Page text:
+===+

Dr. Scheinbaum: Correct. So our coaches could go into a conventional medical practice and bring functional medicine to that practice. A physician who wants to bring diet lifestyle medicine to their practice can offer and or groups can offer coaching in it. So it’s a way for that coach to start educating that physician about functional medicine.

We also have many existing coaches who are taking our program because they want to add functional medicine care with positive psychology piece to their existing practice. Maybe they’re entrepreneurs and they have a private practice and they want to hone their skills.

Dr Kara. Fitzgerald: Yeah. It makes a lot of sense. And I understand why you, back on positive psychology, would be so useful so that you can give the didactic. You can teach the functional medicine model and move through the various aspects of that, the matrix, the clinical imbalances and so forth that we use in functional medicine.

But then having that positive psychology background where the coach is actually able to energize the patients, the clients, inspire them to engage in this process, this transformative process, I think that positive psychology piece will be very useful and it really sets you apart.

Dr. Scheinbaum: Yeah, absolutely. And both positive psychology and functional medicine are evidence-based. I’m really big on the evidence proven approach. And positive psychology is rooted in science.

Carol Kauffman who is the co-founder of the Harvard Institute of Coaching who is a positive psychology coach, she describes this. She said positive psychology is the scientific leg on which the field of coaching can stand. It provides evidence.

So we dig into what someone needs to flourish. It’s based on Marty Seligman’s work who is one of the fathers of positive psychology. He looks at what people need to thrive. And functional medicine also looks at that, but in positive psychology, we’re looking at the pillars of wellbeing.

We use character strengths as the way to help someone find that wellbeing. And character strengths are really the features that make you you. They’re stable overtime and we really dig into this and help teach coaches how to identify those characteristics within themselves and how to nurture them and their clients. And we actually add them to the functional medicine timeline.

So there are things like creativity, love of learning, depth, gratitude, hope, kindness, some are of the mind, some are of heart, some are interpersonal, some are intrapersonal. But this is the way that people change by accessing their strengths.

Dr Kara. Fitzgerald: Right. And you blend this with the functional medicine model as well.

Dr. Scheinbaum: Yeah. Absolutely. For example, if we’re mapping the functional medicine timeline and we’re looking a key period in someone’s life and they’re telling their story. Maybe they’re saying that they’ve gone from one position to another to try and find out what’s wrong with them.

So we would add to that timeline perseverance. When they’re telling their stories, we would look at that character strength. You didn’t just give up when you went to that one doctor and got that initial diagnosis. You persevered. Or maybe you used courage to deal with pain or chronic disease. So we look at those character strengths and help someone further use those strengths.

+===+

Supplied records:
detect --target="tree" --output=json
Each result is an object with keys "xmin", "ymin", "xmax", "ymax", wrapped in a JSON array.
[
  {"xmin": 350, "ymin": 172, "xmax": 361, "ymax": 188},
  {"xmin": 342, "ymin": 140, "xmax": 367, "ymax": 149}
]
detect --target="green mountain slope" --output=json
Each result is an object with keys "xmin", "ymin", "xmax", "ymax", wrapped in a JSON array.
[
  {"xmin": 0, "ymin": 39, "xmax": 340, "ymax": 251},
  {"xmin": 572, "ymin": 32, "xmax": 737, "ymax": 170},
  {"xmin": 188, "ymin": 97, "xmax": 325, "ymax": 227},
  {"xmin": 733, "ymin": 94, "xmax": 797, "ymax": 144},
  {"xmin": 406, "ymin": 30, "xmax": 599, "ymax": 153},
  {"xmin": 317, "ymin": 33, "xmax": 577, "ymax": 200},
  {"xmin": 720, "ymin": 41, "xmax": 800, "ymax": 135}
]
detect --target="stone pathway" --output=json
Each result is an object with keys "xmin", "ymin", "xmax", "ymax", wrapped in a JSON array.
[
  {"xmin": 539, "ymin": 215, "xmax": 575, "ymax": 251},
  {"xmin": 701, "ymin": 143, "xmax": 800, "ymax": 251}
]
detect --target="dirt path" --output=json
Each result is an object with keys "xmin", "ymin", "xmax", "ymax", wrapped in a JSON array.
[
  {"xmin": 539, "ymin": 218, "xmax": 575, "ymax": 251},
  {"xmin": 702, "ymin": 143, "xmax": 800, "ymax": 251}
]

+===+

Task objective:
In the interview, why would the coach add perseverance to a person's functional medicine timeline?

Response to this exercise:
The person's story shows they kept looking for what was wrong with them and did not give up after going to one doctor and getting an initial diagnosis. The coach points to that character strength so the person can keep using it.